__Text under study__

__________________________________________________

How to cite this article:
Subramaniam N, Balasubramanian D, Murthy S, Vidhyadharan S, Thankappan K, Iyer S. Oral cancer in the young with no tobacco exposure: A distinct epidemiological subset?. J Head Neck Physicians Surg 2018;6:86-92

How to cite this URL:
Subramaniam N, Balasubramanian D, Murthy S, Vidhyadharan S, Thankappan K, Iyer S. Oral cancer in the young with no tobacco exposure: A distinct epidemiological subset?. J Head Neck Physicians Surg [serial online] 2018 [cited 2023 Mar 29];6:86-92. Available from: https://www.jhnps.org/text.asp?2018/6/2/86/208524

Introduction

Oral squamous cell carcinoma (OSCC) contributes significantly to the global cancer burden, with an estimated annual incidence of 300,000 cases.^[1] The predominant causative factor associated with these cancers has been the use of tobacco; it has been estimated that tobacco use in conjunction with alcohol abuse and poor diet is responsible for over 90% of all cases.^[2] The incidence of OSCC occurring in patients with no history of tobacco exposure has been low; literature reports it anywhere between 5%^[3] and 13%,^[4] with a majority of these patients having no demonstrable risk factor for carcinogenesis.

OSCC has been typically described as a disease afflicting those between the fifth and eighth decades of life.^[5] With no standardized definition for “young,” various arbitrary cutoffs have been used, such as 30 years, 40 years, and 45 years.^[6] The incidence of OSCC in the young has been quoted as 1%–8%,^[7] but recent studies have shown an increase in incidence by up to 60%.^[8] This has been attributed to genetic alterations and the incidence of human papillomavirus infections; however, no conclusive evidence exists to support these claims.

OSCC in the young with no history of tobacco use is a rare occurrence in literature. Assumed to have an underlying genetic component, very little is known on outcomes and prognostic determinants in this cohort of patients. To describe this cohort, we studied the characteristics of all patients below 45 years with no history of tobacco use treated at our institution during a 10-year period to ascertain oncological outcomes and their determinants.

__________________________________________________

__What to work on__
A – Answer from the oral cancer excerpt:
(i) What estimated annual incidence of oral squamous cell carcinoma does it give?
(ii) Which age cutoffs for "young" does it list?
(iii) Over how long a period were the study patients treated?
B – Please reproduce part of the oral cancer excerpt word for word, beginning at the words "OSCC has been" and stopping after "support these claims.".

__Provided records__
__________________________________________________

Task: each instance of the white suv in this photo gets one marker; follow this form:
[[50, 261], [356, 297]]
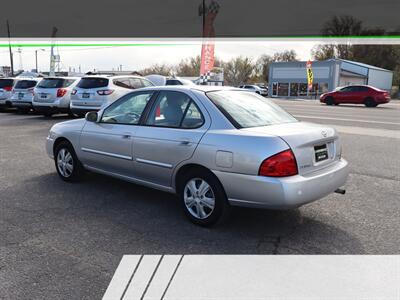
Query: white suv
[[6, 85], [53, 95], [22, 93], [94, 92]]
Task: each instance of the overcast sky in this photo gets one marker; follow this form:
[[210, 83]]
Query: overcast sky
[[139, 57]]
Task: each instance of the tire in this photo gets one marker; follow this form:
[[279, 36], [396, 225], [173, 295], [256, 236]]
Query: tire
[[21, 110], [369, 102], [66, 162], [197, 209], [330, 101]]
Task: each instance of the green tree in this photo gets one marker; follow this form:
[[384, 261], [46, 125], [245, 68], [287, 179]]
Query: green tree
[[238, 70], [161, 69]]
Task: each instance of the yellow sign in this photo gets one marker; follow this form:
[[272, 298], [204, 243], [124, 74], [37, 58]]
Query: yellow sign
[[310, 75]]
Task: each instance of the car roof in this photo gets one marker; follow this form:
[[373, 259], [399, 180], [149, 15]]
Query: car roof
[[201, 88], [61, 77], [110, 76]]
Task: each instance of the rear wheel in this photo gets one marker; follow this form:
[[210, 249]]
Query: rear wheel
[[369, 102], [203, 198], [67, 164], [330, 101]]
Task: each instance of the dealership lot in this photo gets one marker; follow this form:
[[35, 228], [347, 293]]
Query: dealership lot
[[59, 239]]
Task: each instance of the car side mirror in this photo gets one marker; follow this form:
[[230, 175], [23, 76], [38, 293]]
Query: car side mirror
[[91, 116]]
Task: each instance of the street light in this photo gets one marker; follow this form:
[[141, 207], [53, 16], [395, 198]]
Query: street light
[[37, 71]]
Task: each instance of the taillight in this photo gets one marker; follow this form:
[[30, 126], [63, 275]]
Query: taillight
[[61, 92], [280, 165], [105, 92]]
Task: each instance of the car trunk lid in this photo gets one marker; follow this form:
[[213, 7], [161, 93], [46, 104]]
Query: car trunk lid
[[314, 146]]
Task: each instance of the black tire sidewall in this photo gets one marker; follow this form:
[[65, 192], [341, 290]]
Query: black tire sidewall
[[221, 209], [330, 101], [77, 169]]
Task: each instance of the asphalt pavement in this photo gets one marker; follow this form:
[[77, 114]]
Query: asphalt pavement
[[64, 241]]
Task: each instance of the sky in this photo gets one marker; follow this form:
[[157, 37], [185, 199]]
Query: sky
[[139, 57]]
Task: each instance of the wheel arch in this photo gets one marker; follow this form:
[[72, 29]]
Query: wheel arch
[[60, 140], [188, 167]]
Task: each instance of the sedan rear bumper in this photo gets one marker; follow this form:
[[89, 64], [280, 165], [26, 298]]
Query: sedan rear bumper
[[283, 193]]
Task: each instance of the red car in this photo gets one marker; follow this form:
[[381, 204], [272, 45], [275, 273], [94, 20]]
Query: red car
[[356, 94]]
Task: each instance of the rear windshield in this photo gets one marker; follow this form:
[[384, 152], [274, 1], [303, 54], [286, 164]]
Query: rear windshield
[[51, 83], [245, 109], [6, 83], [25, 84], [92, 83]]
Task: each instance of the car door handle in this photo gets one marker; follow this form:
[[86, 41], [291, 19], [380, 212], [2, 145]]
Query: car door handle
[[185, 142]]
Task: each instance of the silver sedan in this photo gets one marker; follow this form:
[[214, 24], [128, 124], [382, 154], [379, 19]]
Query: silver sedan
[[215, 147]]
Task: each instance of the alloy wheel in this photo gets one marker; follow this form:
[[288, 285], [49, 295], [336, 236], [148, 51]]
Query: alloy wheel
[[199, 198], [65, 162]]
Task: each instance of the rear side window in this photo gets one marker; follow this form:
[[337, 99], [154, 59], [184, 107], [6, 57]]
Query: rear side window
[[51, 83], [25, 84], [136, 83], [6, 83], [173, 82], [92, 83], [123, 82], [146, 82]]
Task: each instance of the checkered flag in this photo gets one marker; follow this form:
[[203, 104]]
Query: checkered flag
[[213, 8], [204, 78]]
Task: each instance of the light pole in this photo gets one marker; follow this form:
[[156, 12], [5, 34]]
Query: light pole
[[37, 70]]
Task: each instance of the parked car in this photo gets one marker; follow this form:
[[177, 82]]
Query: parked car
[[23, 92], [356, 94], [178, 81], [97, 91], [256, 89], [213, 146], [53, 95], [6, 85]]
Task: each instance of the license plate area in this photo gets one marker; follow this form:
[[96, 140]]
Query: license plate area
[[321, 153]]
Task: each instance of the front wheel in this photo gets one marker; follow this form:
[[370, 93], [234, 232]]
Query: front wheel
[[203, 198], [330, 101], [67, 164], [369, 102]]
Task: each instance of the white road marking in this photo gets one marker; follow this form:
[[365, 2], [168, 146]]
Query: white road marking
[[348, 120], [121, 277], [143, 275], [395, 134]]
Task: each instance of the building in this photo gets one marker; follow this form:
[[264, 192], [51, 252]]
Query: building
[[289, 79]]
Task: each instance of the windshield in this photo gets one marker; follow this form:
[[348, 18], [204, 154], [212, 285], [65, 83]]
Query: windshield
[[49, 83], [25, 84], [92, 82], [6, 83], [245, 109]]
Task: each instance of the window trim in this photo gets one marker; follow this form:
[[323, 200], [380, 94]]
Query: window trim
[[183, 116], [144, 113]]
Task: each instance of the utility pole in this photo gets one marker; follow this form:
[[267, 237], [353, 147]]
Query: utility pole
[[9, 47], [37, 70], [52, 58]]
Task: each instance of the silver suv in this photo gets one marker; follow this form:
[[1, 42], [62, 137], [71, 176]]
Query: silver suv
[[22, 94], [97, 91], [6, 85], [53, 95]]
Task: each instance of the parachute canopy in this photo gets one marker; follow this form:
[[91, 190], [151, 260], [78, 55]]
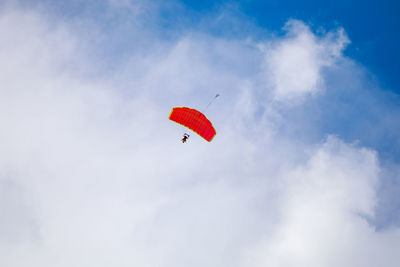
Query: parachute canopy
[[194, 120]]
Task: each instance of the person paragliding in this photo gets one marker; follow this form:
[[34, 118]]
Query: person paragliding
[[185, 137], [194, 120]]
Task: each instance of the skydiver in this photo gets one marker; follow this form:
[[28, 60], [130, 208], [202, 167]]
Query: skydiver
[[185, 137]]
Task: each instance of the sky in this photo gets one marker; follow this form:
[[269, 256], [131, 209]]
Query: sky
[[304, 169]]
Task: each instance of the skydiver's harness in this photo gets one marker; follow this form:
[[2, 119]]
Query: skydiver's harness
[[185, 137]]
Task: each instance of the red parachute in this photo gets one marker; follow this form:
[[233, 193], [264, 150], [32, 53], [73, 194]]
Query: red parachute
[[194, 120]]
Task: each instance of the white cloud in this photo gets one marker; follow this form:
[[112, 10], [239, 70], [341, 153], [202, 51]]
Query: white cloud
[[294, 63], [94, 173]]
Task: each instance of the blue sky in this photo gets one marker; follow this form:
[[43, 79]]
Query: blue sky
[[371, 25], [304, 169]]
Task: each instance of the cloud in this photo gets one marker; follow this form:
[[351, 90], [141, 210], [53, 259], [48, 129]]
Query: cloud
[[92, 172], [294, 63]]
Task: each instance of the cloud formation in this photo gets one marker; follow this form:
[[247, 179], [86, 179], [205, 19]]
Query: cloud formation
[[92, 172]]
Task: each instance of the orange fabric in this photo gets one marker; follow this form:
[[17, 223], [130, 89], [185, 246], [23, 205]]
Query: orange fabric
[[194, 120]]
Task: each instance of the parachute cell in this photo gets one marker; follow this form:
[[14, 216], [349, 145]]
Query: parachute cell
[[194, 120]]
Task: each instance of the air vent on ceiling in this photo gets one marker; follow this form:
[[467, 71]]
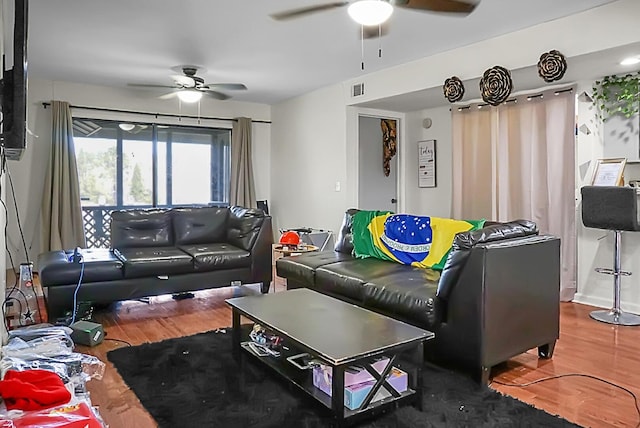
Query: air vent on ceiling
[[13, 153], [358, 90]]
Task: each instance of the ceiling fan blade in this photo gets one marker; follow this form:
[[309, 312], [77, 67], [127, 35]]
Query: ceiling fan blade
[[296, 13], [216, 95], [372, 31], [227, 86], [142, 85], [186, 81], [451, 6], [168, 96]]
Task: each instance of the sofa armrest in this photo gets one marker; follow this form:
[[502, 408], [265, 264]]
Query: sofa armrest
[[465, 241], [505, 302]]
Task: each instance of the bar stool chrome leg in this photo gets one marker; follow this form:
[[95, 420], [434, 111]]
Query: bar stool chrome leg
[[615, 315]]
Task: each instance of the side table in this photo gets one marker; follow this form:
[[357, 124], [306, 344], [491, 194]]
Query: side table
[[279, 250]]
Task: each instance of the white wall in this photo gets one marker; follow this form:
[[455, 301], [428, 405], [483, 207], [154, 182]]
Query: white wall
[[605, 27], [309, 150], [432, 201], [28, 173], [313, 126]]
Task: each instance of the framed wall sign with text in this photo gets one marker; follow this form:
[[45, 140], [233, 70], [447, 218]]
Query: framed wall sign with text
[[427, 163], [608, 172]]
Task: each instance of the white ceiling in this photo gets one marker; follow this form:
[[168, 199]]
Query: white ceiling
[[115, 42]]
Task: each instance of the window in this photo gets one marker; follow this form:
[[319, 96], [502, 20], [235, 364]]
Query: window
[[126, 165]]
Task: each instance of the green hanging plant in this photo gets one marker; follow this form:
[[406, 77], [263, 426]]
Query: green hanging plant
[[617, 95]]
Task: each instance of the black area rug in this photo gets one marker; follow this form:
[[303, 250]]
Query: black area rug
[[194, 382]]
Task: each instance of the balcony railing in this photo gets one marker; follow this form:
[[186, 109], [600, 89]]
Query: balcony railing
[[96, 226]]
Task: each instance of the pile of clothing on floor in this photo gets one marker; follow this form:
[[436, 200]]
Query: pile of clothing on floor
[[44, 382]]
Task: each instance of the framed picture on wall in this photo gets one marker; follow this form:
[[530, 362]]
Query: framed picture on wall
[[427, 163], [608, 172]]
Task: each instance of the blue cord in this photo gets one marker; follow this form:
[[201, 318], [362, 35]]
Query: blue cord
[[75, 294]]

__________________________________________________

__Solutions per task__
A –
(i) 300,000 cases
(ii) 30 years, 40 years, and 45 years
(iii) 10 years

B –
OSCC has been typically described as a disease afflicting those between the fifth and eighth decades of life.^[5] With no standardized definition for “young,” various arbitrary cutoffs have been used, such as 30 years, 40 years, and 45 years.^[6] The incidence of OSCC in the young has been quoted as 1%–8%,^[7] but recent studies have shown an increase in incidence by up to 60%.^[8] This has been attributed to genetic alterations and the incidence of human papillomavirus infections; however, no conclusive evidence exists to support these claims.